Beneath this task are records; state how many of their lines hold the word "then", and nothing else.

◆ DATA RECORDS:
^^^^
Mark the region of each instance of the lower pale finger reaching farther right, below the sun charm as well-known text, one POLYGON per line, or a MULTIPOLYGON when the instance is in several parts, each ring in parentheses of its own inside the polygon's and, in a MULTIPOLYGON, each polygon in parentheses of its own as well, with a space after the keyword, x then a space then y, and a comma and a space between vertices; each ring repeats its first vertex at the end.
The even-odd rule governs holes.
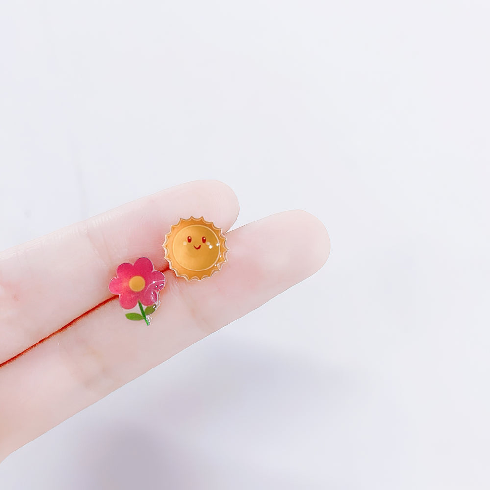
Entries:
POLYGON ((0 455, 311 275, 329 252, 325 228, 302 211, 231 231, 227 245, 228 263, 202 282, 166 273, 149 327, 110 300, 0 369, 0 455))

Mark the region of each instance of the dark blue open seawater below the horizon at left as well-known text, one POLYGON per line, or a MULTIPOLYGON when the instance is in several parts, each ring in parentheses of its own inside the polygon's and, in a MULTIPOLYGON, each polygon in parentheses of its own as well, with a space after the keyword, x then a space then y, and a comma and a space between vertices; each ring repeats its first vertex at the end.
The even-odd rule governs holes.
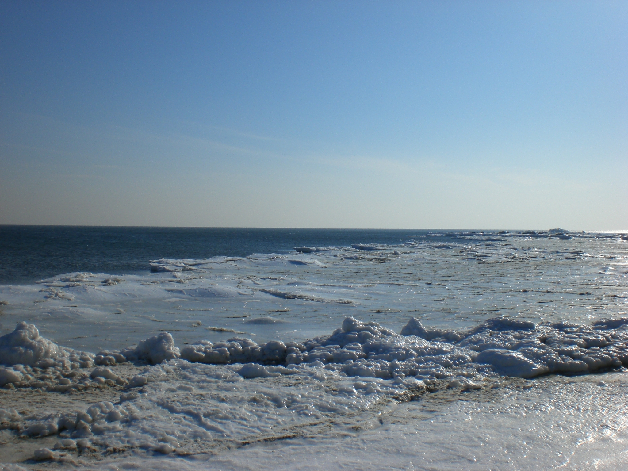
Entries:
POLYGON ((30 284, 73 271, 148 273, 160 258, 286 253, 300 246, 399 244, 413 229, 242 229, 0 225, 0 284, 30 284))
^^^^
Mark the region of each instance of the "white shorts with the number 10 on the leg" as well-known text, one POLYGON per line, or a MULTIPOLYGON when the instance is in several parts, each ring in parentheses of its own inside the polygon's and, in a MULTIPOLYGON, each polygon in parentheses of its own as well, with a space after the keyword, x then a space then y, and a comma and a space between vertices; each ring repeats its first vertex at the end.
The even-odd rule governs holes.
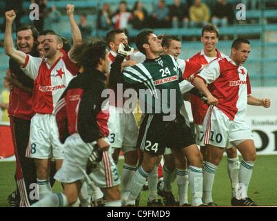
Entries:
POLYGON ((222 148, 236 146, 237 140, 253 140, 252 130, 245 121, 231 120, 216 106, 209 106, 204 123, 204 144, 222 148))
^^^^
◆ TASK SOLUTION: 3